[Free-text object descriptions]
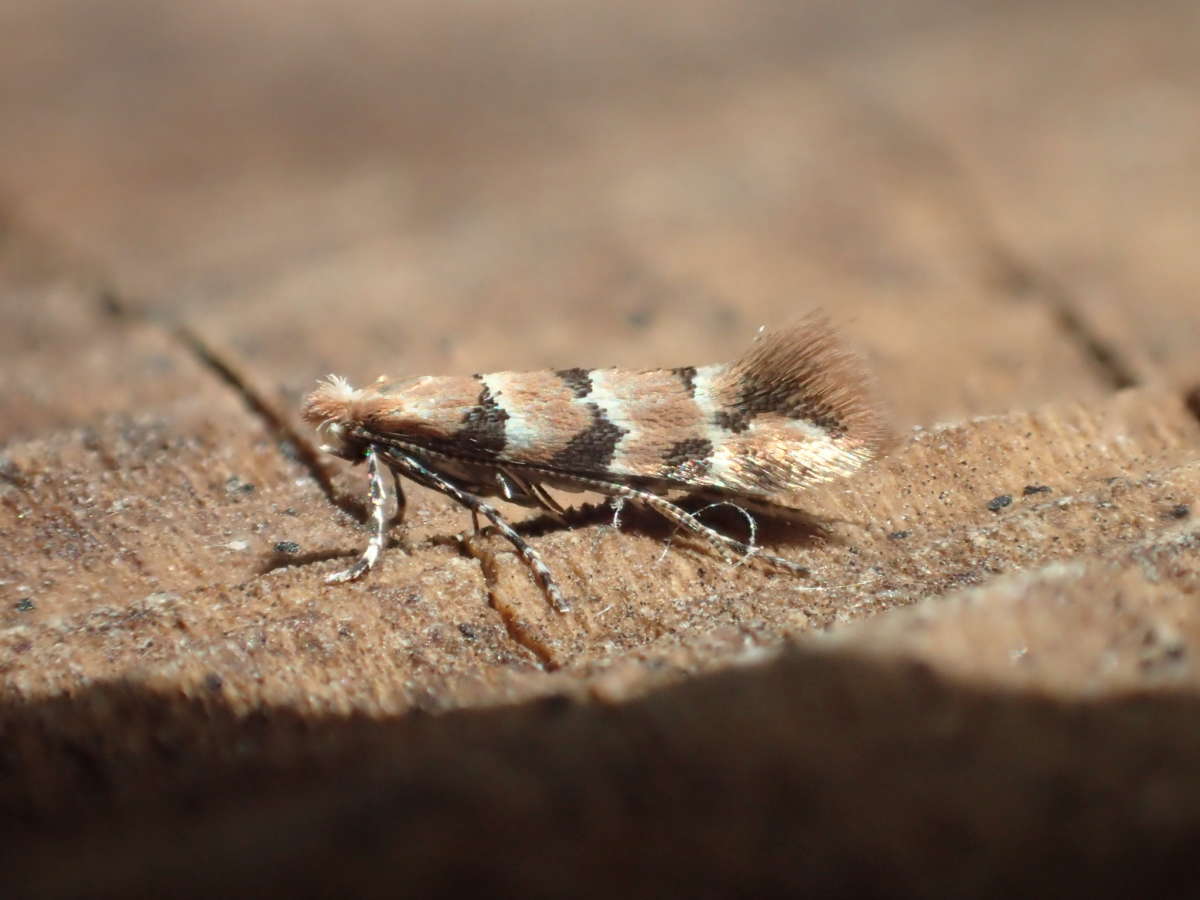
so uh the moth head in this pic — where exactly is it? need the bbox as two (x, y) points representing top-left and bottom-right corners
(303, 375), (369, 460)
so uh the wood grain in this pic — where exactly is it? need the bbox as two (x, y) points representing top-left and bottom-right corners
(2, 1), (1199, 896)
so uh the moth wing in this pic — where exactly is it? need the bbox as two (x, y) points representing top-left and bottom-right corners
(698, 313), (892, 502)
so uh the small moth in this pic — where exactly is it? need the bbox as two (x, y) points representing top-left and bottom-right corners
(303, 312), (891, 611)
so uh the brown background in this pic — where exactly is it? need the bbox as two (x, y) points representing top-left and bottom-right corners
(3, 1), (1200, 896)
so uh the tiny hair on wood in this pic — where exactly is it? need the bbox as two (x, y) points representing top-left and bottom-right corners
(303, 311), (892, 611)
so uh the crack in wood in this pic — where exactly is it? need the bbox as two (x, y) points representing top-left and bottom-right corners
(168, 320), (341, 499)
(837, 86), (1140, 392)
(1185, 385), (1200, 427)
(987, 254), (1139, 391)
(93, 287), (363, 521)
(459, 530), (559, 669)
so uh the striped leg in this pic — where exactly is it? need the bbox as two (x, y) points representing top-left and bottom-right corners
(375, 446), (571, 613)
(327, 446), (393, 583)
(497, 465), (567, 520)
(544, 474), (808, 577)
(634, 487), (807, 575)
(608, 496), (627, 529)
(690, 500), (759, 565)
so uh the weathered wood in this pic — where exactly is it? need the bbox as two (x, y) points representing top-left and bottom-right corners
(2, 0), (1199, 895)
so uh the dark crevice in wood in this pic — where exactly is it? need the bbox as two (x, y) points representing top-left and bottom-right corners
(167, 320), (340, 500)
(92, 286), (364, 521)
(986, 253), (1139, 391)
(1184, 385), (1200, 427)
(0, 213), (368, 523)
(836, 86), (1140, 392)
(458, 531), (559, 670)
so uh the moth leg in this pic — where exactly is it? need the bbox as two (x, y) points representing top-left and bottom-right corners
(497, 465), (567, 522)
(493, 469), (526, 504)
(608, 496), (627, 529)
(527, 481), (567, 519)
(326, 446), (393, 584)
(389, 468), (407, 527)
(376, 446), (571, 613)
(691, 500), (759, 563)
(599, 482), (807, 576)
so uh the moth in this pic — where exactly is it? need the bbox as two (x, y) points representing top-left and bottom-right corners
(303, 312), (891, 611)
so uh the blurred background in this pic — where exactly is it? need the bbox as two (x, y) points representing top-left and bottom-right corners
(5, 3), (1200, 896)
(5, 0), (1197, 433)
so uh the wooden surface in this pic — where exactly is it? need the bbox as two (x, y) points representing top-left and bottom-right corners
(3, 1), (1200, 896)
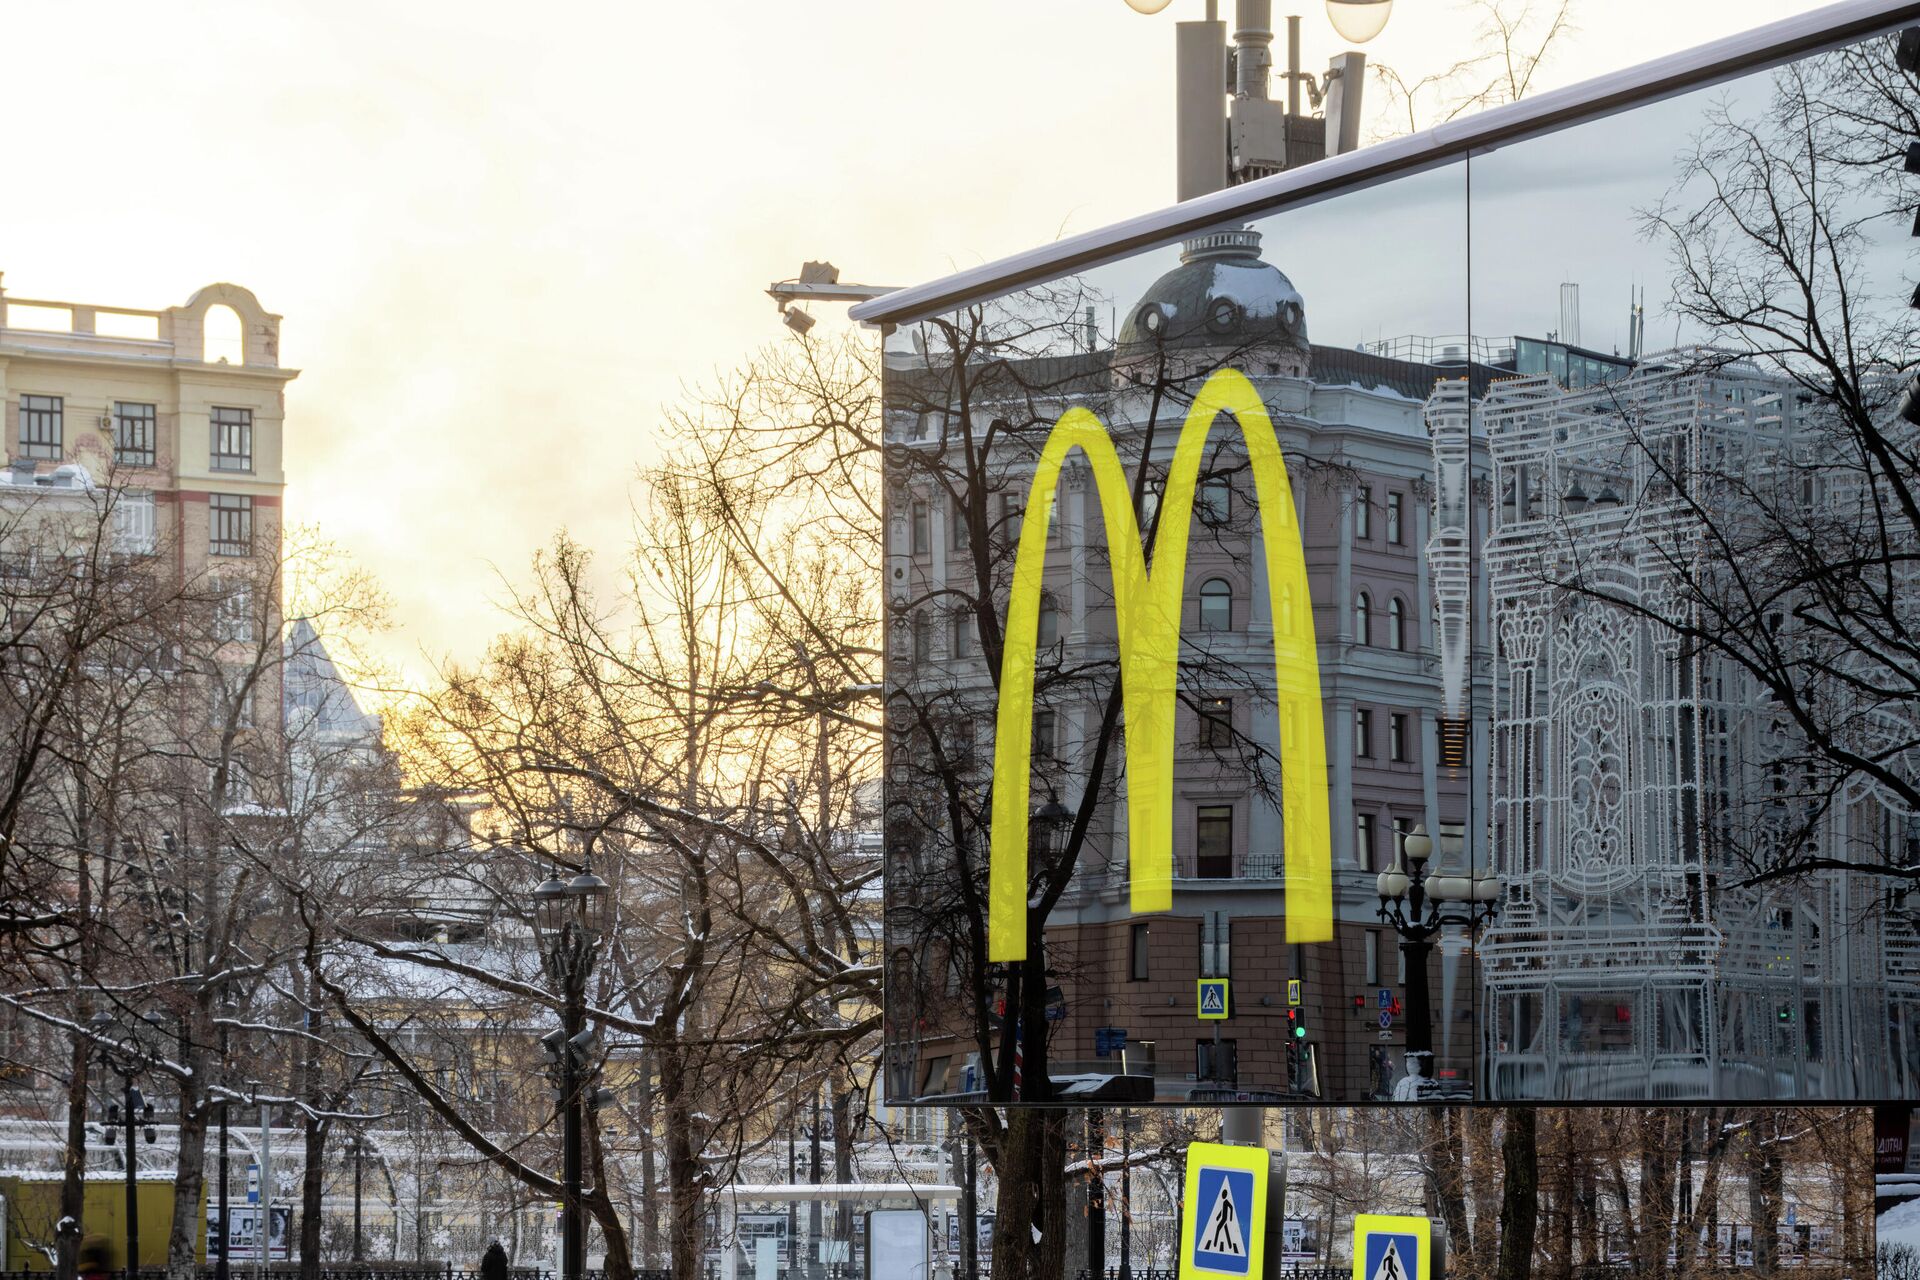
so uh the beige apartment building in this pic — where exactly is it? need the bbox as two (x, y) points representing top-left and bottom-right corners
(0, 272), (295, 723)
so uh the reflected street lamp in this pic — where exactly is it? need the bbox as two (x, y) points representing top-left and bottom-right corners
(1375, 823), (1499, 1097)
(530, 867), (610, 1280)
(90, 1013), (157, 1280)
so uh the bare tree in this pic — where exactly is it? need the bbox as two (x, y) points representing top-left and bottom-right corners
(1370, 0), (1578, 138)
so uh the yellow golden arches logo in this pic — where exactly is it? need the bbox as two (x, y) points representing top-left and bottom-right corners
(988, 367), (1332, 962)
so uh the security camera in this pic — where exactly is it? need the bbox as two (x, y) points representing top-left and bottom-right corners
(781, 306), (816, 336)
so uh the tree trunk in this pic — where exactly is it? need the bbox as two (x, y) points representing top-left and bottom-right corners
(988, 1109), (1069, 1280)
(637, 1053), (658, 1270)
(299, 1117), (327, 1280)
(57, 1024), (91, 1280)
(585, 1104), (635, 1280)
(166, 1020), (208, 1279)
(1467, 1110), (1500, 1280)
(661, 1052), (703, 1280)
(1428, 1110), (1472, 1266)
(1495, 1108), (1537, 1280)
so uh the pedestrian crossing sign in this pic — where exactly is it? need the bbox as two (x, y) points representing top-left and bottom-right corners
(1181, 1142), (1269, 1279)
(1354, 1215), (1430, 1280)
(1198, 977), (1231, 1020)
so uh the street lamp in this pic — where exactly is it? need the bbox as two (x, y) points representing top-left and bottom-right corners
(341, 1132), (368, 1263)
(91, 1013), (156, 1280)
(1375, 823), (1499, 1097)
(530, 866), (610, 1280)
(1325, 0), (1393, 43)
(214, 988), (236, 1280)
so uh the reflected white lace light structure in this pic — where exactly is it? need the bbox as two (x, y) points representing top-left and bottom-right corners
(1436, 354), (1915, 1100)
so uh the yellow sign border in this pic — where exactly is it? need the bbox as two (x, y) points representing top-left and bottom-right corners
(1197, 977), (1231, 1021)
(1353, 1213), (1431, 1280)
(1180, 1141), (1269, 1280)
(986, 368), (1333, 961)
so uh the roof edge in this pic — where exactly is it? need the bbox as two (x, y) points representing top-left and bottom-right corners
(851, 0), (1920, 326)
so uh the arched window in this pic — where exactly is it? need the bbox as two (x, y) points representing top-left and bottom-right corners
(1199, 578), (1232, 631)
(1354, 592), (1371, 645)
(203, 304), (244, 366)
(1388, 597), (1405, 651)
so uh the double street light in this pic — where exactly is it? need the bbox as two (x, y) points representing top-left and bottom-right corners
(1375, 823), (1500, 1097)
(530, 867), (611, 1280)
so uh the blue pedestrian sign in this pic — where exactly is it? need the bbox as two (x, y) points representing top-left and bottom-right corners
(1379, 988), (1392, 1009)
(1353, 1215), (1430, 1280)
(1181, 1142), (1270, 1280)
(1198, 978), (1230, 1020)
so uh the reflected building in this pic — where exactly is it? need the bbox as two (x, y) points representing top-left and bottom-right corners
(884, 230), (1483, 1104)
(1442, 356), (1920, 1098)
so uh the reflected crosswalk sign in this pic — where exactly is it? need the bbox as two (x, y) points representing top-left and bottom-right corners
(1354, 1215), (1430, 1280)
(1198, 978), (1230, 1020)
(1181, 1142), (1269, 1280)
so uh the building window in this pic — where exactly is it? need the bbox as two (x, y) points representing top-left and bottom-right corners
(1200, 910), (1231, 978)
(1364, 930), (1380, 987)
(209, 494), (253, 557)
(1130, 923), (1150, 981)
(1197, 1039), (1237, 1083)
(1387, 491), (1404, 545)
(1397, 943), (1408, 986)
(1392, 818), (1410, 869)
(112, 492), (156, 556)
(215, 583), (256, 645)
(1196, 804), (1232, 878)
(1388, 597), (1406, 651)
(1037, 595), (1060, 648)
(1356, 811), (1375, 872)
(1032, 709), (1056, 760)
(210, 407), (253, 472)
(950, 503), (970, 552)
(1199, 697), (1232, 749)
(1355, 485), (1372, 539)
(911, 500), (930, 555)
(950, 611), (972, 660)
(1356, 709), (1373, 759)
(1002, 494), (1023, 545)
(912, 612), (931, 662)
(1389, 713), (1409, 763)
(114, 402), (156, 467)
(18, 395), (62, 460)
(1198, 474), (1231, 524)
(1199, 578), (1232, 631)
(1354, 592), (1371, 645)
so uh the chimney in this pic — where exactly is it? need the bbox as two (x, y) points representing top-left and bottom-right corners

> _Your task_: Please set the data above down exactly, with the pictures removed.

> _Result of the task_:
so uh the moth head in this pic — where exactly is it? need the bbox as two (x, y) points representing top-left and bottom-right corners
(303, 375), (369, 460)
so uh the wood grain in this pic — where exactly is it? need the bbox as two (x, y) points representing top-left and bottom-right corners
(2, 1), (1199, 896)
so uh the moth wing in this pic — where exactly is it? need the bbox as two (x, y) points representing top-left and bottom-right corners
(698, 313), (892, 502)
so uh the small moth in this pic — where exactly is it? need the bbox as two (x, y) points representing top-left and bottom-right corners
(303, 312), (891, 611)
so uh the brown background in this pic — where exactly is it? need the bbox as two (x, y) points representing top-left and bottom-right corners
(3, 1), (1200, 896)
so uh the tiny hair on wood in this pic — where exactly is it? need the bbox as two (x, y) points representing top-left and bottom-right corners
(303, 311), (892, 611)
so uh the crack in wood in this pic — where exactly is it? need the bbox as two (x, y) points representing top-left and bottom-right corners
(168, 320), (341, 499)
(837, 86), (1140, 392)
(1185, 385), (1200, 427)
(987, 254), (1139, 391)
(93, 287), (363, 521)
(459, 530), (559, 669)
so uh the striped leg in this pic — where exactly is it? need the bbox as two (x, y) points representing top-left and bottom-right corners
(375, 446), (571, 613)
(327, 446), (393, 583)
(497, 465), (567, 520)
(544, 474), (808, 577)
(634, 487), (807, 575)
(608, 496), (627, 529)
(690, 500), (759, 565)
so uh the weathered wood in this pic — where exactly is it? need the bbox as two (x, y) points representing top-left and bottom-right corners
(2, 0), (1199, 895)
so uh the dark crevice in wood in this pic — where exactly is it? need the bbox as two (x, y) points representing top-left and bottom-right corners
(167, 320), (340, 500)
(92, 286), (364, 521)
(986, 253), (1139, 391)
(1184, 385), (1200, 427)
(0, 213), (368, 523)
(836, 86), (1140, 392)
(458, 531), (559, 670)
so uh the moth leg in this pic — where exactly is it? need the bbox as two (x, y) points representing top-left and bottom-right corners
(497, 465), (567, 522)
(493, 469), (526, 504)
(608, 496), (627, 529)
(527, 481), (567, 519)
(326, 446), (393, 584)
(389, 468), (407, 527)
(376, 446), (571, 613)
(691, 500), (759, 563)
(599, 482), (807, 576)
so uh the moth in this pic — where exactly is it? need the bbox as two (x, y) points representing top-left and bottom-right corners
(303, 312), (891, 611)
so uh the blurred background in this pic — where exactly is it? need the bbox as two (x, y) points representing top-left and bottom-right corners
(5, 3), (1200, 896)
(5, 0), (1197, 433)
so uh the wooden surface in this pic — where exactly is it? need the bbox as two (x, y) points representing top-left and bottom-right corners
(3, 1), (1200, 896)
so uh the beige apartment building in this pic — where exactly is it? need the bbox as two (x, y) points representing top-left and bottom-right corners
(0, 272), (295, 723)
so uh the reflected street lamp in this pic — where exactly is it? need the bbox as two (x, y) points representing top-left and bottom-right corners
(1375, 823), (1499, 1097)
(530, 867), (610, 1280)
(90, 1013), (157, 1280)
so uh the bare tree in this pic — where exactly is it? need the bbox as two (x, y) points representing top-left and bottom-right corners
(1370, 0), (1578, 138)
so uh the yellow golden arches logo in this pic — where exactly is it? need the bbox as two (x, y) points representing top-left and bottom-right corners
(988, 367), (1332, 962)
so uh the security camera in this pic — where exactly is it? need the bbox as two (x, y) points representing top-left and bottom-right corners
(781, 306), (816, 336)
so uh the tree trunk in this pic — where exactly is it? need the bbox as two (x, y) points representing top-left and bottom-right corners
(988, 1109), (1069, 1280)
(637, 1053), (658, 1270)
(299, 1117), (327, 1280)
(57, 1024), (91, 1280)
(585, 1104), (635, 1280)
(166, 1020), (208, 1279)
(1467, 1110), (1500, 1280)
(661, 1052), (703, 1280)
(1428, 1110), (1472, 1266)
(1495, 1108), (1537, 1280)
so uh the pedestrian crossing sign in this pic — where exactly is it? need the bbox as two (x, y) points representing top-left and bottom-right corners
(1181, 1142), (1269, 1279)
(1354, 1215), (1430, 1280)
(1198, 977), (1231, 1020)
so uh the street lamp in this pic — where exactly is it? need the bbox as two (x, y) points representing top-left and bottom-right corners
(341, 1132), (368, 1263)
(91, 1013), (156, 1280)
(1375, 823), (1499, 1097)
(530, 866), (610, 1280)
(1325, 0), (1393, 43)
(214, 988), (236, 1280)
so uh the reflected white lace light structure in this pic — where exactly is it? need the bbox as two (x, y) points representing top-left and bottom-right corners
(1436, 354), (1915, 1100)
so uh the yellow sign border in this pic — where exactly is it? need the bbox as two (x, y) points representing top-left and bottom-right corners
(1197, 977), (1231, 1021)
(1353, 1213), (1431, 1280)
(1180, 1141), (1269, 1280)
(986, 368), (1333, 961)
so uh the roof edge in this pic — where exactly is it? need the bbox as two (x, y) points representing top-left and bottom-right corners
(851, 0), (1920, 326)
so uh the arched window in this pic — where exactly is it? need the bbox as two (x, y) points representing top-left and bottom-right corners
(1199, 578), (1232, 631)
(1354, 592), (1371, 645)
(203, 304), (244, 366)
(1388, 597), (1405, 651)
so uh the double street light in this pic — where exactly is it? need the bbox as two (x, y) points representing top-left and bottom-right corners
(1375, 823), (1500, 1097)
(530, 867), (611, 1280)
so uh the blue pedestrian sign in this pic — where exactly is it? need the bbox as two (x, y) points representing top-left and bottom-right corners
(1379, 988), (1392, 1009)
(1353, 1215), (1430, 1280)
(1181, 1142), (1270, 1280)
(1198, 978), (1230, 1020)
so uh the reflected building in this pic — where exactly is it? need the bbox as two (x, y) points representing top-left and bottom-right corners
(884, 230), (1483, 1104)
(1442, 356), (1920, 1098)
so uh the reflected crosswalk sign in this pic — where exactly is it? need the bbox as two (x, y) points representing top-left and bottom-right corners
(1354, 1215), (1430, 1280)
(1198, 978), (1230, 1020)
(1181, 1142), (1269, 1280)
so uh the building window in this pic — where exactly is it? need the bbox as two (x, y) points representing top-left and bottom-right corners
(1200, 910), (1231, 978)
(1364, 930), (1380, 987)
(209, 494), (253, 557)
(1130, 923), (1150, 981)
(1197, 1039), (1237, 1083)
(1387, 491), (1404, 545)
(1397, 943), (1408, 986)
(1392, 818), (1410, 869)
(112, 492), (156, 556)
(215, 583), (256, 645)
(1196, 804), (1232, 878)
(1388, 597), (1406, 651)
(1037, 595), (1060, 648)
(1356, 811), (1375, 872)
(1032, 709), (1056, 760)
(210, 407), (253, 472)
(950, 503), (970, 552)
(1199, 697), (1232, 749)
(1355, 485), (1372, 539)
(911, 500), (930, 555)
(950, 611), (972, 660)
(1356, 709), (1373, 759)
(1002, 494), (1023, 545)
(912, 612), (931, 662)
(1389, 713), (1409, 763)
(114, 402), (156, 467)
(18, 395), (62, 460)
(1198, 474), (1231, 524)
(1199, 578), (1232, 631)
(1354, 592), (1371, 645)
so uh the chimney in this pic — where exactly is it? need the bbox as two (x, y) points representing top-left and bottom-right corners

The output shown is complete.